GIVEN TASK:
Extend the multivariate plotting tutorial below, starting right after its final line of code.

SOURCE PASSAGE:

★ ★ ★

Multivariate plotting¶


Multivariate Scatter Plot	Grouped Box Plot	Heatmap	Parallel Coordinates
df.plot.scatter()	df.plot.box()	sns.heatmap	pd.plotting.parallel_coordinates

For most of this tutorial we've been plotting data in one (univariate) or two (bivariate) dimensions. In the previous section we explored faceting: a multivariate plotting method that works by "gridding out" the data.

In this section we'll delve further into multivariate plotting. First we'll explore "truly" multivariate charts. Then we'll examine some plots that use summarization to get at the same thing.

import pandas as pd
pd.set_option('max_columns', None)
df = pd.read_csv("../input/fifa-18-demo-player-dataset/CompleteDataset.csv", index_col=0)

import re
import numpy as np

footballers = df.copy()
footballers['Unit'] = df['Value'].str[-1]
footballers['Value (M)'] = np.where(footballers['Unit'] == '0', 0, 
                                    footballers['Value'].str[1:-1].replace(r'[a-zA-Z]',''))
footballers['Value (M)'] = footballers['Value (M)'].astype(float)
footballers['Value (M)'] = np.where(footballers['Unit'] == 'M', 
                                    footballers['Value (M)'], 
                                    footballers['Value (M)']/1000)

★ ★ ★

GIVEN ENTRIES:
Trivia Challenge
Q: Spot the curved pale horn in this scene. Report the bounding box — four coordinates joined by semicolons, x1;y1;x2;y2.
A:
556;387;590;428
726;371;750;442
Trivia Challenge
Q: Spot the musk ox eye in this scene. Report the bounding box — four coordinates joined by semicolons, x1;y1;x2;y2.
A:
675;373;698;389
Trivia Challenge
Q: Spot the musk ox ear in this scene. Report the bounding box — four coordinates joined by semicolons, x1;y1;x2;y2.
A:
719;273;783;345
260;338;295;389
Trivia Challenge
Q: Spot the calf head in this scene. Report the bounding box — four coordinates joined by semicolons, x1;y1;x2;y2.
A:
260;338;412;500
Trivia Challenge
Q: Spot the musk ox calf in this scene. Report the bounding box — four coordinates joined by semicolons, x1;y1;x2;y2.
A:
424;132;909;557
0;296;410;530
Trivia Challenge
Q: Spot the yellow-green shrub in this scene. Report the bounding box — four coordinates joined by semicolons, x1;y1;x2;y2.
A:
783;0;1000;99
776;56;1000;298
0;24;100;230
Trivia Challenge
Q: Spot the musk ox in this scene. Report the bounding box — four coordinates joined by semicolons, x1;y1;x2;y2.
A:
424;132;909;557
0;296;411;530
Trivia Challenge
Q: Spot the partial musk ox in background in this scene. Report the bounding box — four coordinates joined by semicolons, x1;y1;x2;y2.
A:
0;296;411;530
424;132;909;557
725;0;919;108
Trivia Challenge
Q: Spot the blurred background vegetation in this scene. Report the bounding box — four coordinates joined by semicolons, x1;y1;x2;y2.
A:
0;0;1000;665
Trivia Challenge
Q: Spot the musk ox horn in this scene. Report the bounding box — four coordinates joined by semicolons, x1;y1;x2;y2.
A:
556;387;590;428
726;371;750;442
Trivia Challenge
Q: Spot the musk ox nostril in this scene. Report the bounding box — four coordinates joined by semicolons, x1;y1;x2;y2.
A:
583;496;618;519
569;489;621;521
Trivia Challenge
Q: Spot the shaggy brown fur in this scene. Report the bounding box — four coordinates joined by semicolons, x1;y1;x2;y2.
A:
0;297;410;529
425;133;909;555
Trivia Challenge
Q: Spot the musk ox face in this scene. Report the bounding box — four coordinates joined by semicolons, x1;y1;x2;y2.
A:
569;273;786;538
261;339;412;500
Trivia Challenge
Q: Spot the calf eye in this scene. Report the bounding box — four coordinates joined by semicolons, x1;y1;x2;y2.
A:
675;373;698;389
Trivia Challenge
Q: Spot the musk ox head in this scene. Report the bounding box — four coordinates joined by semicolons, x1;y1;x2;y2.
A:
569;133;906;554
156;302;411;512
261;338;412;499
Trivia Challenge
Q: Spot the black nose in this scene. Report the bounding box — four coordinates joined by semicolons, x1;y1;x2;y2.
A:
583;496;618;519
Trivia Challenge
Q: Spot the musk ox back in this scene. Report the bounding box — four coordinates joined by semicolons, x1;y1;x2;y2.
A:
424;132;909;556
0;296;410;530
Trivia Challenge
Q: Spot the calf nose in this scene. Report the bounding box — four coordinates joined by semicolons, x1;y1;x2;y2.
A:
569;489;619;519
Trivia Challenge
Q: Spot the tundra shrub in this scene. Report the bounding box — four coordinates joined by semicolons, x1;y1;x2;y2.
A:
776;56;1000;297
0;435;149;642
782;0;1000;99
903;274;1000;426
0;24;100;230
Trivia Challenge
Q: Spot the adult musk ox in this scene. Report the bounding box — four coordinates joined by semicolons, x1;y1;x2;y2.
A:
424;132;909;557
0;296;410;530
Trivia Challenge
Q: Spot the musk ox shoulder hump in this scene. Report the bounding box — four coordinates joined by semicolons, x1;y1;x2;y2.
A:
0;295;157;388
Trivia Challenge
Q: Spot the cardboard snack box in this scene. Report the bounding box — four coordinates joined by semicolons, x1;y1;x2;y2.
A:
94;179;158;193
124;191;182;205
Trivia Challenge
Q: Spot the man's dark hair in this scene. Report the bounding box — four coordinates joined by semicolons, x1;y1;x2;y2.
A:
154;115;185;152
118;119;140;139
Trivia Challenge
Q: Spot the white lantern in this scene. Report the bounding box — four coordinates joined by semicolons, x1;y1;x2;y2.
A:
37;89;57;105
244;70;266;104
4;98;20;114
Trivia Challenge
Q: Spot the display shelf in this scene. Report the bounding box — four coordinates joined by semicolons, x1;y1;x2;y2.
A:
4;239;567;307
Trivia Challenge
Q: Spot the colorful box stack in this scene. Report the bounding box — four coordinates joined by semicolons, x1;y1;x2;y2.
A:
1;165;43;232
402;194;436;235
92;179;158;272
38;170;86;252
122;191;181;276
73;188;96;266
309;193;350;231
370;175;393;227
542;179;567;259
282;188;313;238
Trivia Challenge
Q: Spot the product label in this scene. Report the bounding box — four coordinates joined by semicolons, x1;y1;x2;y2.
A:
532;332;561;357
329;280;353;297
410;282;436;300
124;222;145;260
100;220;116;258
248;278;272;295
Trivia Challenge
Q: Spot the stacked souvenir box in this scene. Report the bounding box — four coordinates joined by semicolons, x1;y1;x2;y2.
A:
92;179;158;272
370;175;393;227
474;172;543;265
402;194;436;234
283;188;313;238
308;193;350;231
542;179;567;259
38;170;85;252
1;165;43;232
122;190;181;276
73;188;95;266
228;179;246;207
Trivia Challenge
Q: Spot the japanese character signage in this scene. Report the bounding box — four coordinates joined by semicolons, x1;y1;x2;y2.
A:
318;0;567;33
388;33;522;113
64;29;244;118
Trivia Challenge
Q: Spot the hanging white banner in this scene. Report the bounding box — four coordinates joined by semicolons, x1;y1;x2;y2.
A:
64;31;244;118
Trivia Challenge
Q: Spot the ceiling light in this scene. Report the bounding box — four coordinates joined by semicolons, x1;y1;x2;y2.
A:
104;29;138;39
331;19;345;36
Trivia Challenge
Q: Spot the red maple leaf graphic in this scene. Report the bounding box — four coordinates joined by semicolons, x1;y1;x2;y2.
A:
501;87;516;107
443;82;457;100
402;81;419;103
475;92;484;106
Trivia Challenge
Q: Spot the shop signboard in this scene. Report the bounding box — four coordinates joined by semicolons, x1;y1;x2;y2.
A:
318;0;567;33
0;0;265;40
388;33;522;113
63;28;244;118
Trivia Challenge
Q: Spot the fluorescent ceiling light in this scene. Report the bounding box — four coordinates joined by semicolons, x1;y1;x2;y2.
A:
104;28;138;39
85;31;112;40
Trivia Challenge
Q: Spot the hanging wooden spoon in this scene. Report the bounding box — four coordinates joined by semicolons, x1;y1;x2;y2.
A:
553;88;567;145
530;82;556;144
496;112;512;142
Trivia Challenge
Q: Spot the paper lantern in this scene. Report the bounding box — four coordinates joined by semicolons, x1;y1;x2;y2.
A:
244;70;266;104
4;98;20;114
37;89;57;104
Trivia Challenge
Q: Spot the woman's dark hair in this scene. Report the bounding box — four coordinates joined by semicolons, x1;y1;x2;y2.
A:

★ ★ ★

FINAL ANSWER:
footballers = footballers.assign(Value=footballers['Value (M)'],
                                 Position=footballers['Preferred Positions'].str.split().str[0])

/opt/conda/lib/python3.6/site-packages/IPython/core/interactiveshell.py:3018: DtypeWarning: Columns (23,35) have mixed types. Specify dtype option on import or set low_memory=False.
  interactivity=interactivity, compiler=compiler, result=result)

(Note: the first code cell above contains some data pre-processing. This is extraneous, and so I've hidden it by default.)

footballers.head()

Adding more visual variables¶

The most obvious way to plot lots of variables is to augement the visualizations we've been using thus far with even more visual variables. A visual variable is any visual dimension or marker that we can use to perceptually distinguish two data elements from one another. Examples include size, color, shape, and one, two, and even three dimensional position.

"Good" multivariate data displays are ones that make efficient, easily-interpretable use of these parameters.

Multivariate scatter plots¶

Let's look at some examples. We'll start with the scatter plot. Supose that we are interested in seeing which type of offensive players tends to get paid the most: the striker, the right-winger, or the left-winger.

import seaborn as sns

sns.lmplot(x='Value', y='Overall', hue='Position', 
           data=footballers.loc[footballers['Position'].isin(['ST', 'RW', 'LW'])], 
           fit_reg=False)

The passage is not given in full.